[[ SUPPLIED ENTRIES open ]]
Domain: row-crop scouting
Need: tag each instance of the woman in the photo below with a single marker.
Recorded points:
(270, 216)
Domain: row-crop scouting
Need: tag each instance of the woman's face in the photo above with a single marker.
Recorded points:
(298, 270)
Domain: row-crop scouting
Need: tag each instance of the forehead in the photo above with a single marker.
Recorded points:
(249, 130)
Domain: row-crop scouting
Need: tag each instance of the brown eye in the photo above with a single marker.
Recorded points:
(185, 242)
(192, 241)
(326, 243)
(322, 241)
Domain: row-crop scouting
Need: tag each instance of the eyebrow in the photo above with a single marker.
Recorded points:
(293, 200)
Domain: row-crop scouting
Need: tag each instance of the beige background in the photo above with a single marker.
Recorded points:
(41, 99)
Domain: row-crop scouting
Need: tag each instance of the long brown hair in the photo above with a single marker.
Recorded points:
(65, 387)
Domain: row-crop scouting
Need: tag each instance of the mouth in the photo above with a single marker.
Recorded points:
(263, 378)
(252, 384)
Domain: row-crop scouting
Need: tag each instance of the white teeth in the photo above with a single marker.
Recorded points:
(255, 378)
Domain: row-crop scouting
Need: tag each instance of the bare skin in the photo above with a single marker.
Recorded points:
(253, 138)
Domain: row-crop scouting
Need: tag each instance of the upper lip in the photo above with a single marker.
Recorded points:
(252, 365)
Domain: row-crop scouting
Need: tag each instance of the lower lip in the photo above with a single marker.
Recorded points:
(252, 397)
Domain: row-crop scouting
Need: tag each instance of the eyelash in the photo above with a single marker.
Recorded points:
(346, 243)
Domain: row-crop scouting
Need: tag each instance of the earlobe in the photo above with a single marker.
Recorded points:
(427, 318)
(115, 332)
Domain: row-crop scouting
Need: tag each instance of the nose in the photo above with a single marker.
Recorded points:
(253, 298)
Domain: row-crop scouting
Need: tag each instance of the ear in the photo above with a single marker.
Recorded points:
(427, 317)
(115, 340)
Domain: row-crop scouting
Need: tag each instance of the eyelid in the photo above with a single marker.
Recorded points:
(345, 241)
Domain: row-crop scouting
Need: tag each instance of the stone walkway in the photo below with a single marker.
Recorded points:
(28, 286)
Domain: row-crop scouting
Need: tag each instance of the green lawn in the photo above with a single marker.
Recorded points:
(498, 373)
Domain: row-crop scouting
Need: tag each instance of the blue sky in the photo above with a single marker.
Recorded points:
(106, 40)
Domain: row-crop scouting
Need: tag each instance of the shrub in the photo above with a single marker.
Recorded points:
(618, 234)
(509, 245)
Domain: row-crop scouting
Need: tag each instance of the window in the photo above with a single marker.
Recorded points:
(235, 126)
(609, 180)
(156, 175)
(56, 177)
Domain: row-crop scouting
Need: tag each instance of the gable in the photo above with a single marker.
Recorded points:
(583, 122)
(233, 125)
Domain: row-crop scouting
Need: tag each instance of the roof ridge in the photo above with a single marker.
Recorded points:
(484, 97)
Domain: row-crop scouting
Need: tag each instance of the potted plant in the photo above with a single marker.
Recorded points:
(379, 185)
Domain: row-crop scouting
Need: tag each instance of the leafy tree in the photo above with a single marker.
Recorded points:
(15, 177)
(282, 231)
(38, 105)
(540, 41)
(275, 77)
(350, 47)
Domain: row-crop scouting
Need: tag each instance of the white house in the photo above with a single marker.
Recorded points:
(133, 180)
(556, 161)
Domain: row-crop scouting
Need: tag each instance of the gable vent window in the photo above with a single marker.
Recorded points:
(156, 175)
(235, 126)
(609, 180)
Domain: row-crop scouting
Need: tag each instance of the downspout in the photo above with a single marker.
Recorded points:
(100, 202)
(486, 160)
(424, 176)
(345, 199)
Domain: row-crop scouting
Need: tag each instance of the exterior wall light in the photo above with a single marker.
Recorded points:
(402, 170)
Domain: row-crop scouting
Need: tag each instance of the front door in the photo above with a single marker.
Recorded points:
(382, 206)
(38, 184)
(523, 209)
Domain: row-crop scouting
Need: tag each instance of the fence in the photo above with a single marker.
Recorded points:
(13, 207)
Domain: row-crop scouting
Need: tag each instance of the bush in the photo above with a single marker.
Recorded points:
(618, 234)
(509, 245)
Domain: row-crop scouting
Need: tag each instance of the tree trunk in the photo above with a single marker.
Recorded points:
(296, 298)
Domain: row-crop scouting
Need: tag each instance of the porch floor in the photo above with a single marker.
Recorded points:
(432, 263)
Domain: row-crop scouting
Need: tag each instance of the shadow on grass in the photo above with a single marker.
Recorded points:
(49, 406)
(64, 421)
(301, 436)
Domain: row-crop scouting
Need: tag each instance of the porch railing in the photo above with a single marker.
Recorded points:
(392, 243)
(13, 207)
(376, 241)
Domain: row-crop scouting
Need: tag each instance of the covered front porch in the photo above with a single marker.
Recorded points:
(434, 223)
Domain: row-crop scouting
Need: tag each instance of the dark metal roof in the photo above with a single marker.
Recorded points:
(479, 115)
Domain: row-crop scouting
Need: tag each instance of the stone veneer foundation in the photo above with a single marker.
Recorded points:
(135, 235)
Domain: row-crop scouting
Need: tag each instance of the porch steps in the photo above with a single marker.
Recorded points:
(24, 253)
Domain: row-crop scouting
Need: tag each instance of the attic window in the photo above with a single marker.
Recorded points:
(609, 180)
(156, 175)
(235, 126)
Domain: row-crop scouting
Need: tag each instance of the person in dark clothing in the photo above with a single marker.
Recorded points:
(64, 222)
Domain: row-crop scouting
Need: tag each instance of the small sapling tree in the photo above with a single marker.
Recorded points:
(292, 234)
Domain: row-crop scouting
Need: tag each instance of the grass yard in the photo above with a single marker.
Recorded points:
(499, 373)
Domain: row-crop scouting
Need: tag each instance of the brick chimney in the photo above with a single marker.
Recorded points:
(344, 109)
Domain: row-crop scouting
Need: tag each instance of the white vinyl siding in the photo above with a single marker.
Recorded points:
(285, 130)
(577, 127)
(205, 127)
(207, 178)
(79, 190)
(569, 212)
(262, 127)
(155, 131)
[[ SUPPLIED ENTRIES closed ]]
EXERCISE INSTRUCTIONS:
The lines needed are the ones from the first line of the entries through the line that contains "Need: tag each instance of the lower", given again without any change.

OUTPUT OF THE EXERCISE:
Domain: row-crop scouting
Need: tag each instance of the woman in the photo below with a single marker.
Recorded points:
(270, 216)
Domain: row-crop scouting
Need: tag each instance of the woman's face in the photo above with a single marker.
Recorded points:
(298, 270)
Domain: row-crop scouting
Need: tag each instance of the forehead in the photo above with a single marker.
Recorded points:
(249, 130)
Domain: row-crop scouting
Need: tag each instance of the brown eye in the photo above with a single marker.
Recorded points:
(185, 242)
(192, 241)
(326, 243)
(322, 241)
Domain: row-crop scouting
Need: tag each instance of the eyebrow in the photo above with a single marker.
Recorded points:
(293, 200)
Domain: row-crop scouting
Need: tag each instance of the beige background in the photo above with a single marker.
Recorded points:
(41, 99)
Domain: row-crop scouting
Need: tag each instance of the long brown hair in the photo above with a single marker.
Recorded points:
(65, 387)
Domain: row-crop scouting
Need: tag each instance of the mouth in the photo above with a single marker.
Recorded points:
(263, 378)
(252, 384)
Domain: row-crop scouting
Need: tag each instance of the white teeth in the photo above with a single marker.
Recorded points:
(255, 378)
Domain: row-crop scouting
Need: tag each instance of the bare skin in the photo above with a single marker.
Recorded points:
(253, 138)
Domain: row-crop scouting
Need: tag each instance of the upper lip in the photo above with a single marker.
Recorded points:
(252, 365)
Domain: row-crop scouting
Need: tag each instance of the lower lip in the photo above with a single marker.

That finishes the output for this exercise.